**WHAT NEEDS TO BE DONE:** Reproduce the stretch of lines from the one containing "Where is the white railing?" through the one containing "0;768;50;850", swapping "pavement" for "sidewalk" and leaving everything else untouched.

[Object detection data]
------

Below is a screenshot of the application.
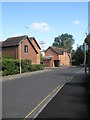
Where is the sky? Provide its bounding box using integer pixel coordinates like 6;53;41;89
0;2;88;49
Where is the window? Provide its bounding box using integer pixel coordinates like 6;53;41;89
49;52;52;56
24;45;28;53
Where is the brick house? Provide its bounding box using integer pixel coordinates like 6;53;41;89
2;35;40;64
43;46;71;67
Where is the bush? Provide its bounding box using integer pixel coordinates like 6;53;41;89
2;58;45;76
29;64;45;71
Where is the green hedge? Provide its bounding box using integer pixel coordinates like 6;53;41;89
2;58;45;76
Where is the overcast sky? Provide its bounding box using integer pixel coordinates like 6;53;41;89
1;2;88;49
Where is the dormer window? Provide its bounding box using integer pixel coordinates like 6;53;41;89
24;45;28;53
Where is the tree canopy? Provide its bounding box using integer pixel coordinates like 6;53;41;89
53;33;75;52
72;46;84;65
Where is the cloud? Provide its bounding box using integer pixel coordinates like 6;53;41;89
29;22;50;31
74;20;80;25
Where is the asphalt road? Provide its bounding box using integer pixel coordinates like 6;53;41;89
2;67;82;118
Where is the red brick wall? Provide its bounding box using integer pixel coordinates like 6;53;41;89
18;38;37;64
60;52;70;66
43;59;53;67
45;48;70;66
45;48;59;60
32;39;40;64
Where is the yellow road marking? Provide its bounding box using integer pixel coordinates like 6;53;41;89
24;77;73;120
24;94;51;120
67;77;70;80
24;85;60;120
52;85;60;93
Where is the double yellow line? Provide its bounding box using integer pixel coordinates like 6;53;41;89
24;85;60;120
24;77;72;120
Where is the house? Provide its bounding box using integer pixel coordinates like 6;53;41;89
29;37;41;64
2;35;40;64
43;46;71;67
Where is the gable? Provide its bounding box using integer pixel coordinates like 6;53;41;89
29;37;41;50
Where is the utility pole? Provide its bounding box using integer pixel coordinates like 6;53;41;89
20;41;22;74
84;33;87;77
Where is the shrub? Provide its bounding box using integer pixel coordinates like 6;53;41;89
2;58;19;75
29;64;45;71
2;58;45;76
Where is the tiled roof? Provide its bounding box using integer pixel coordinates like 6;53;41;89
2;35;28;47
29;37;41;50
43;56;53;60
46;46;67;55
2;35;38;53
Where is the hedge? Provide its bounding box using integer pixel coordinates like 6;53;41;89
2;58;45;76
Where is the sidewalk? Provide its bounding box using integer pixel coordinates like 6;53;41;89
36;70;89;120
2;69;51;81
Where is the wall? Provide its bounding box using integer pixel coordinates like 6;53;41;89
45;48;59;60
18;38;37;64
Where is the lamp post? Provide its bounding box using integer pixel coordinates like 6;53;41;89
63;37;72;65
20;40;23;74
84;33;88;77
20;41;22;74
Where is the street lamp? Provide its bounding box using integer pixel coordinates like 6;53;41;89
20;40;23;74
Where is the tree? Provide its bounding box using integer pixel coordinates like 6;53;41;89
53;33;75;52
72;47;84;65
85;34;90;50
40;52;43;63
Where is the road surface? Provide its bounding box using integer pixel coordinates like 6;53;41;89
2;67;83;119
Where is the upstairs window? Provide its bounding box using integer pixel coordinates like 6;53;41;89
24;45;28;53
49;52;52;56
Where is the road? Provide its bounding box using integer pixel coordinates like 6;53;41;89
2;67;82;118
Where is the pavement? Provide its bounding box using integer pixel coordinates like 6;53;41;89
2;67;88;120
36;67;89;120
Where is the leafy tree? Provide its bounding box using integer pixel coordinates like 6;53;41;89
40;53;43;63
72;47;84;65
53;33;75;52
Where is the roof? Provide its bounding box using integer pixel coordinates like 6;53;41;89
2;35;28;47
2;35;38;53
43;56;53;60
0;41;4;47
29;37;41;50
45;46;67;55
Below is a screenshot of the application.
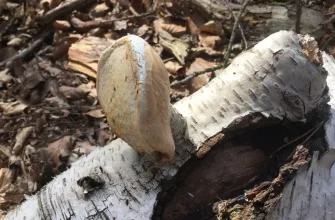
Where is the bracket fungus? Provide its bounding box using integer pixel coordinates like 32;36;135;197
97;35;175;161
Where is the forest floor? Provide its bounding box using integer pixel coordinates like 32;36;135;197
0;0;335;218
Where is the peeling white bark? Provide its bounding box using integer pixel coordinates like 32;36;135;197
266;49;335;220
4;31;326;220
266;150;335;220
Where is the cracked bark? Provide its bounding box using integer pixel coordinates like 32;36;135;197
4;31;327;220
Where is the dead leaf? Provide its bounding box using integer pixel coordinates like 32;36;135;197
199;21;224;36
164;61;185;77
68;36;114;78
7;37;25;47
113;20;128;31
0;0;7;10
52;20;71;31
12;127;34;155
198;33;221;49
86;109;105;118
186;58;215;93
59;86;89;100
154;24;189;65
40;0;63;11
161;23;186;37
0;69;13;83
73;141;95;156
186;14;206;35
0;101;28;115
136;24;150;37
46;136;72;173
90;3;109;18
0;168;26;209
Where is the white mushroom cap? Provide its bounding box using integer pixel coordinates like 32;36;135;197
97;35;175;161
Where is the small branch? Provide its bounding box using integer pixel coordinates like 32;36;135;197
222;0;248;48
295;0;302;34
70;11;155;32
171;0;250;87
171;65;224;87
223;0;252;67
39;0;95;25
0;33;49;66
275;121;325;153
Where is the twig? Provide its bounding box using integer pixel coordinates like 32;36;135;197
171;65;224;87
39;0;95;25
171;0;252;87
223;0;252;67
222;0;248;48
276;121;325;152
70;11;155;32
0;33;49;66
295;0;302;34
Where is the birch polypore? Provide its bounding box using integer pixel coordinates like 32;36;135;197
4;31;327;220
97;35;175;161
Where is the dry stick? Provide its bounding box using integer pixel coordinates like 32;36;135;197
223;0;251;67
171;65;225;87
295;0;302;34
39;0;95;25
171;0;250;87
0;33;48;66
222;0;248;48
276;121;325;152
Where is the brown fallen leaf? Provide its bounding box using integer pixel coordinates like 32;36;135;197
52;20;71;31
0;69;13;83
85;109;105;118
164;61;185;77
90;3;110;18
73;141;96;156
198;33;221;49
0;101;28;115
12;127;34;155
40;0;63;11
0;168;27;210
113;20;128;31
135;24;150;37
7;37;25;47
186;58;215;94
154;20;190;65
68;36;115;78
59;86;89;100
0;0;7;10
45;136;72;173
199;20;224;36
161;23;186;37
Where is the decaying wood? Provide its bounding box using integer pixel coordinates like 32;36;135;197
266;44;335;220
266;150;335;220
4;31;327;219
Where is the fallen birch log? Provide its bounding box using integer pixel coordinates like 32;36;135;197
4;31;328;220
266;52;335;220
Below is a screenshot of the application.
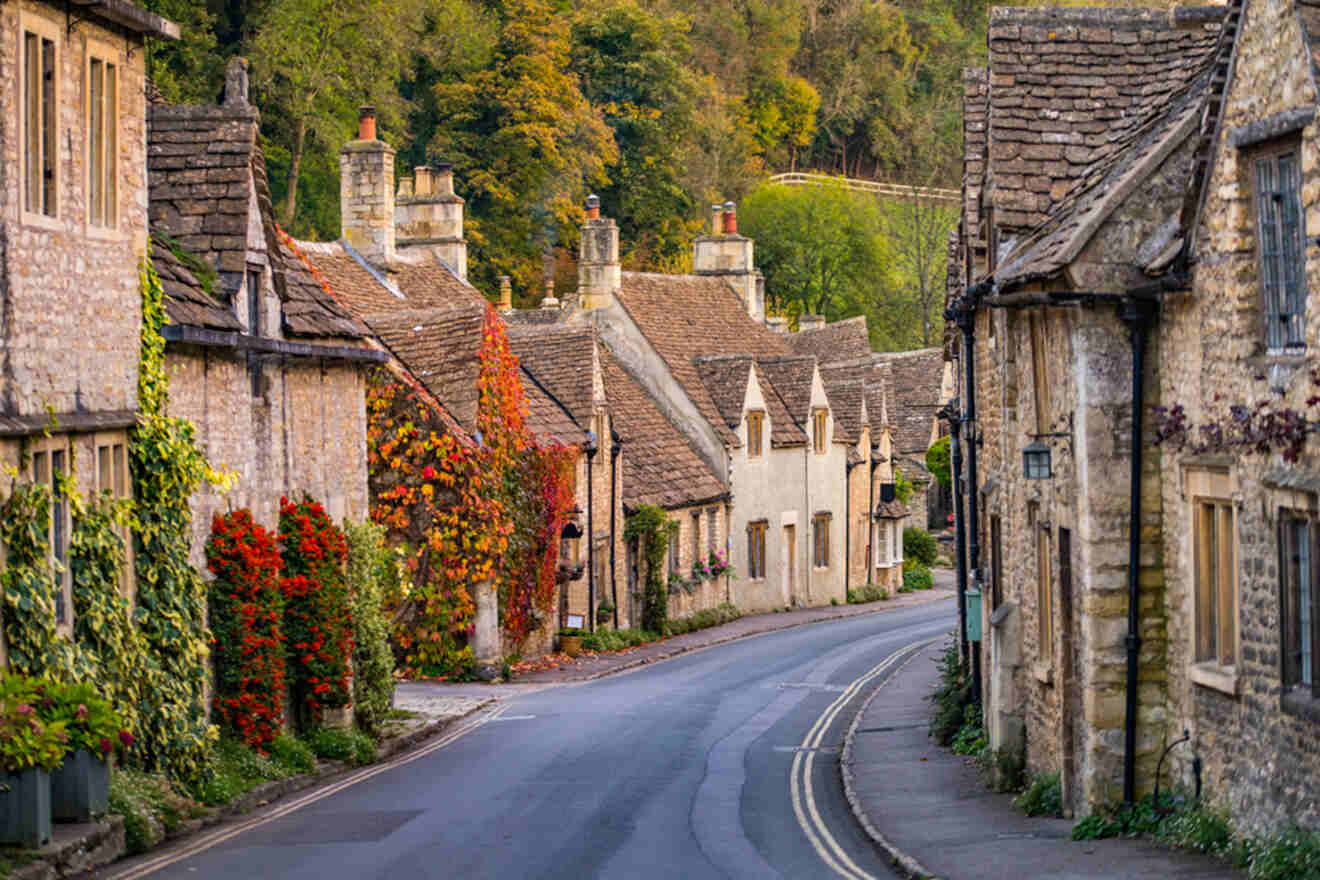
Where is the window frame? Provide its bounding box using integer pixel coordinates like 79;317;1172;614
17;13;63;226
747;409;766;458
83;40;124;232
747;520;770;581
1245;136;1307;355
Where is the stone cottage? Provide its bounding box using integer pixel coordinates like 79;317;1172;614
953;0;1320;833
0;0;178;654
148;58;385;567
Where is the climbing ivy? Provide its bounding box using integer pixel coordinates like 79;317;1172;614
623;504;678;633
128;255;219;780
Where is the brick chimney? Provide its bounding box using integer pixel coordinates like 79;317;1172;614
692;202;766;321
395;162;467;280
578;195;623;311
339;107;395;265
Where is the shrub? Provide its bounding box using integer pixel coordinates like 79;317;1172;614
1012;773;1064;818
306;727;376;764
110;768;206;852
903;525;940;567
927;640;972;745
267;734;317;773
206;509;284;748
280;499;352;727
343;522;400;734
903;565;935;592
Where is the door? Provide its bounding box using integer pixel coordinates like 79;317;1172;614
784;525;797;606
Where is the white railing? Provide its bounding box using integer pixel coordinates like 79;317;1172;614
770;172;962;204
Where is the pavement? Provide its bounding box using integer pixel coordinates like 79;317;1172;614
841;645;1243;880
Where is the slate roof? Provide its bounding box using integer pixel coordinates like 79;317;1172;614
784;315;871;364
519;369;587;446
507;325;597;427
601;351;729;511
821;356;879;443
152;237;243;332
371;309;486;433
987;7;1222;234
874;348;944;456
147;103;367;339
619;272;792;445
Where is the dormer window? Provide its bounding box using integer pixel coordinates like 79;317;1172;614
747;409;766;458
1253;140;1307;351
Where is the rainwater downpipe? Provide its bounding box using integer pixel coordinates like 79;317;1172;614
1118;298;1155;803
958;303;981;706
610;429;623;629
586;431;597;632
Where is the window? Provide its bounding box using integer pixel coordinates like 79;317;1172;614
32;437;73;625
747;520;766;581
1279;513;1320;698
747;410;766;458
812;513;830;569
22;30;59;216
95;434;133;598
87;58;119;227
1192;497;1237;666
1254;141;1307;350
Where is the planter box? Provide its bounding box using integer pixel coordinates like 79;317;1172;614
0;769;50;850
50;748;110;822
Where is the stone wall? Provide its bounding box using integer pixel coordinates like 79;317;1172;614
165;346;367;570
0;1;147;416
1159;0;1320;833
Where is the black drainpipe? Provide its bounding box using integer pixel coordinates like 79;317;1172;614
958;298;985;706
586;433;597;632
610;429;623;629
944;398;983;662
1118;298;1155;803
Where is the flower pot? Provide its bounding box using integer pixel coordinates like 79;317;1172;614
50;748;110;822
0;768;50;850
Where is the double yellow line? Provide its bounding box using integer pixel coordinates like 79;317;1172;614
103;705;508;880
788;639;932;880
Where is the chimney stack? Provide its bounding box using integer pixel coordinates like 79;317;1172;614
339;106;395;265
578;195;623;311
692;196;766;321
499;274;513;313
395;162;467;281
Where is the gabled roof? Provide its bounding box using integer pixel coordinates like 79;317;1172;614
987;7;1222;232
873;348;944;455
148;102;367;339
601;351;729;509
507;325;603;430
618;272;791;445
152;236;243;332
371;309;486;433
821;355;879;443
519;369;587;446
784;315;871;364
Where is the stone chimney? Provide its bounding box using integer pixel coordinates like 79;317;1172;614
578;195;623;311
339;107;395;265
692;202;766;321
499;274;513;313
395;162;467;280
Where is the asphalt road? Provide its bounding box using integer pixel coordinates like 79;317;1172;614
126;602;954;880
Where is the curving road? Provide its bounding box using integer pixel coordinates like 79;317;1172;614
105;602;954;880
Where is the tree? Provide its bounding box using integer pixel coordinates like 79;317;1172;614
430;0;619;290
573;0;702;270
742;179;890;318
252;0;426;228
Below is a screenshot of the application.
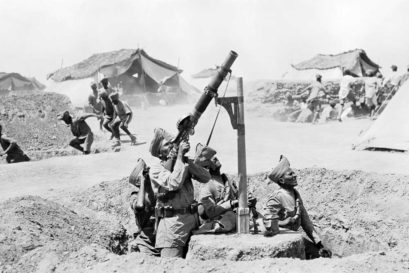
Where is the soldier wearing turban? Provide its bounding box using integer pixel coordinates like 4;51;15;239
149;128;210;257
194;143;238;234
264;155;332;259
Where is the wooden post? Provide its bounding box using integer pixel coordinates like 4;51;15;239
237;77;250;234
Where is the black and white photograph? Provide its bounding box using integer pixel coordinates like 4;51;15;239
0;0;409;273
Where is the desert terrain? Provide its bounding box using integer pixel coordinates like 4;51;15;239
0;94;409;272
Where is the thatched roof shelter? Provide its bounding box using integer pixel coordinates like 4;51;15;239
291;49;380;77
0;72;45;91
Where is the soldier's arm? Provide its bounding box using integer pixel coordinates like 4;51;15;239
149;159;189;191
188;159;211;183
264;193;283;220
300;197;321;244
200;196;232;219
80;113;98;120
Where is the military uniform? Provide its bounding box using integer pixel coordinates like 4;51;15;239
69;116;94;152
149;159;210;249
264;188;321;243
195;175;237;234
0;135;30;163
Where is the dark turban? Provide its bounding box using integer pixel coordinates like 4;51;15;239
194;143;216;167
268;155;290;183
109;92;119;100
57;111;72;121
149;128;173;157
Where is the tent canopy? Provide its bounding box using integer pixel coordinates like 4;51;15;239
47;49;200;104
0;72;45;91
291;49;380;77
353;77;409;151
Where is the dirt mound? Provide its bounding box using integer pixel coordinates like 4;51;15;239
0;169;409;272
0;196;125;272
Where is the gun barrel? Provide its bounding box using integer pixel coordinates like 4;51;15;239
192;50;238;123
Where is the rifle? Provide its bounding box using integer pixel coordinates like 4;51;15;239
165;51;238;171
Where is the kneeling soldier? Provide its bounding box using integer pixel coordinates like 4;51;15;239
194;144;238;234
264;156;332;259
149;128;210;257
57;111;97;155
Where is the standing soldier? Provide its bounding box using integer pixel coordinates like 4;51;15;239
88;82;104;131
99;90;115;139
264;156;332;259
109;93;136;146
149;128;210;257
0;124;30;163
100;78;115;96
58;111;97;155
194;143;239;234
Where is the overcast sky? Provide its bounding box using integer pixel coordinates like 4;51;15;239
0;0;409;81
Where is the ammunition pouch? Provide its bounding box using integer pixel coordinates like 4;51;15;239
155;204;197;218
155;191;176;203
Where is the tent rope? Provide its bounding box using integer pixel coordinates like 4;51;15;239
206;72;231;146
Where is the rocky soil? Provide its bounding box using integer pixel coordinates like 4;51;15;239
0;168;409;272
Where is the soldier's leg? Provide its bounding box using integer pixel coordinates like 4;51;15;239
84;132;94;155
102;116;112;133
69;138;85;152
111;118;121;140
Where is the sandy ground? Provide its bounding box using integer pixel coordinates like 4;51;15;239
0;103;409;200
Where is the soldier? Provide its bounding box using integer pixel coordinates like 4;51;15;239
99;90;115;139
194;143;238;234
100;78;115;96
88;82;104;130
301;74;327;123
149;128;210;257
264;156;332;259
57;111;97;155
109;93;136;146
128;158;160;256
0;124;30;163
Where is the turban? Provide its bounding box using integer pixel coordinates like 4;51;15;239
57;111;72;121
268;155;290;183
149;128;173;157
99;90;108;98
194;143;216;167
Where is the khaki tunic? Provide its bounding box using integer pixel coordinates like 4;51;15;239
264;188;321;244
200;174;232;219
149;156;210;248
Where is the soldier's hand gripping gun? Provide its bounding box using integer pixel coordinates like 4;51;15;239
165;51;238;171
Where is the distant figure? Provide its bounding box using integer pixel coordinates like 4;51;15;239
100;78;115;96
57;111;97;155
303;74;327;123
364;71;382;117
338;69;355;122
384;64;402;88
109;93;136;146
99;90;115;139
0;124;30;163
264;155;332;259
88;82;104;130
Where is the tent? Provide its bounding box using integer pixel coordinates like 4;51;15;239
47;49;200;106
353;77;409;151
0;72;45;92
283;49;380;80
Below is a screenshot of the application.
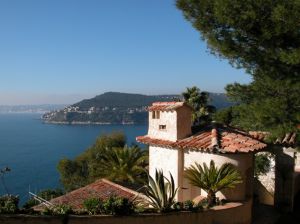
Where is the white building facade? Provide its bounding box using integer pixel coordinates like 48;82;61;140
137;102;266;201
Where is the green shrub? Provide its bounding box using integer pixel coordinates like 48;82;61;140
172;202;184;211
183;200;203;212
103;196;135;215
41;204;74;215
254;153;271;177
0;195;19;214
51;204;73;215
83;198;103;215
183;200;195;211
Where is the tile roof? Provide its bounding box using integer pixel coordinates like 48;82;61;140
148;101;192;111
249;131;297;146
33;179;144;210
137;125;267;153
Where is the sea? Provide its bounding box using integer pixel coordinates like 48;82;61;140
0;113;147;205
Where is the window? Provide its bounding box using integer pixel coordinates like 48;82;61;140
159;125;167;130
152;111;160;119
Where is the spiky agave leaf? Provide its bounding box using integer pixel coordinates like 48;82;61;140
145;170;178;212
185;160;242;206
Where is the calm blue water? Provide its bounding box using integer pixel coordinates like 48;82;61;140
0;114;147;203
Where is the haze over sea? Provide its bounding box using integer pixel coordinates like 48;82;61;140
0;114;147;204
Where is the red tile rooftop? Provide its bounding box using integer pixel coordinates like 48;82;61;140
249;131;297;146
33;179;143;210
137;126;267;153
148;101;192;111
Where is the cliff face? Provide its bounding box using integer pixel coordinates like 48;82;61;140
42;92;230;124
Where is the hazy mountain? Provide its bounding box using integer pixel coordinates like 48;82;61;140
43;92;232;124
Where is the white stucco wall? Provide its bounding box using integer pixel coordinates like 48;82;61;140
183;151;253;201
148;106;192;141
148;111;177;141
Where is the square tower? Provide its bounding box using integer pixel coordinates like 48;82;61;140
148;102;193;141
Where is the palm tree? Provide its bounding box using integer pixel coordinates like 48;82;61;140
100;146;148;184
182;86;216;125
185;160;242;206
145;170;178;212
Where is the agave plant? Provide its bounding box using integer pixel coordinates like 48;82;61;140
185;160;242;206
145;170;178;212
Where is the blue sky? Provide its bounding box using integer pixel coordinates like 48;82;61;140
0;0;250;104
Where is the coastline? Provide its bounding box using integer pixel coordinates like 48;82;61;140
42;119;138;125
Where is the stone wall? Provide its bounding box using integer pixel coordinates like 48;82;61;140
0;200;252;224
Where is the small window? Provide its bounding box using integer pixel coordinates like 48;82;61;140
159;125;167;130
152;111;160;119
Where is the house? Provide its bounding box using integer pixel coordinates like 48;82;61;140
137;102;267;201
33;179;146;211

------

**ANSWER TO THIS PROBLEM:**
Where is the white railing? Provide its bounding box using integer pixel coordinates like 79;317;1172;614
770;172;962;204
Where is the sidewalk? Provide its bounding box using integer pixel coordinates like 79;317;1172;614
841;645;1243;880
Where is the slate roof? Provide its bounding box using integer pixel coordinates like 79;317;1172;614
784;315;871;364
519;369;587;446
507;325;597;427
601;351;729;511
821;356;879;443
152;237;243;332
371;309;486;433
987;7;1222;234
874;348;944;456
147;103;367;339
619;272;792;445
Where is the dormer window? Provide its bounding box using integer pixel coordinates like 79;317;1172;614
747;409;766;458
1253;140;1307;351
Where is the rainwater downpipe? Provide its bounding box using integer pixel coordinates like 79;317;1172;614
1118;298;1155;803
958;303;981;706
610;429;623;629
586;431;597;632
Where is the window? Provide its bounding box using integer pixel coordinates like 79;317;1172;614
32;437;73;625
747;520;766;581
1279;513;1320;698
747;410;766;458
812;513;830;569
22;30;59;216
95;434;133;598
87;58;119;227
1192;497;1237;666
1254;141;1307;350
Where is the planter box? Provide its bounding box using integer pixel coordinates like 79;317;1172;614
0;769;50;850
50;748;110;822
Where is the stone wall? Provide its bounding box using integer pixel coordinates like 79;317;1172;614
165;346;367;570
0;1;147;416
1159;0;1320;833
Where is the black drainpipe? Provide its bounding box using integer pixel coordinates like 79;317;1172;614
958;298;985;706
586;433;597;632
610;429;623;629
944;398;983;662
1118;298;1155;803
Where is the flower pot? Provide its bounding box using integer pixel coordinates like 79;317;1172;614
50;748;110;822
0;768;50;850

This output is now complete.